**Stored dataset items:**

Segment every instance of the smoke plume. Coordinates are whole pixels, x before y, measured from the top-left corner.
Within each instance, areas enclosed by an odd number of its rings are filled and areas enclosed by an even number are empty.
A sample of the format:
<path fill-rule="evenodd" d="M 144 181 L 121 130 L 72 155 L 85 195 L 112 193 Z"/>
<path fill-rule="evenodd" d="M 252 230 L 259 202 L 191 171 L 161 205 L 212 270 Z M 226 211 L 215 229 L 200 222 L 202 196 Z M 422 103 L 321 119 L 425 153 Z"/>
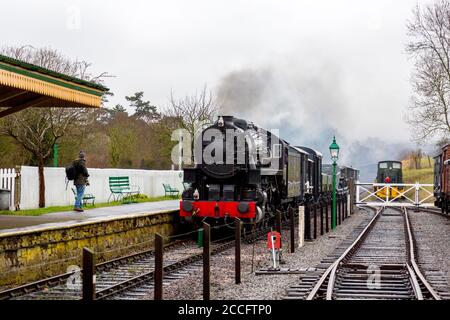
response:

**Required work:** Now copy each line of the entries that mentions "rule".

**Result for this task:**
<path fill-rule="evenodd" d="M 144 181 L 121 130 L 72 155 L 85 195 L 112 193 Z"/>
<path fill-rule="evenodd" d="M 252 230 L 259 202 L 191 171 L 161 205 L 212 270 Z M 226 211 L 215 229 L 200 222 L 202 196 Z M 422 103 L 321 119 L 425 153 Z"/>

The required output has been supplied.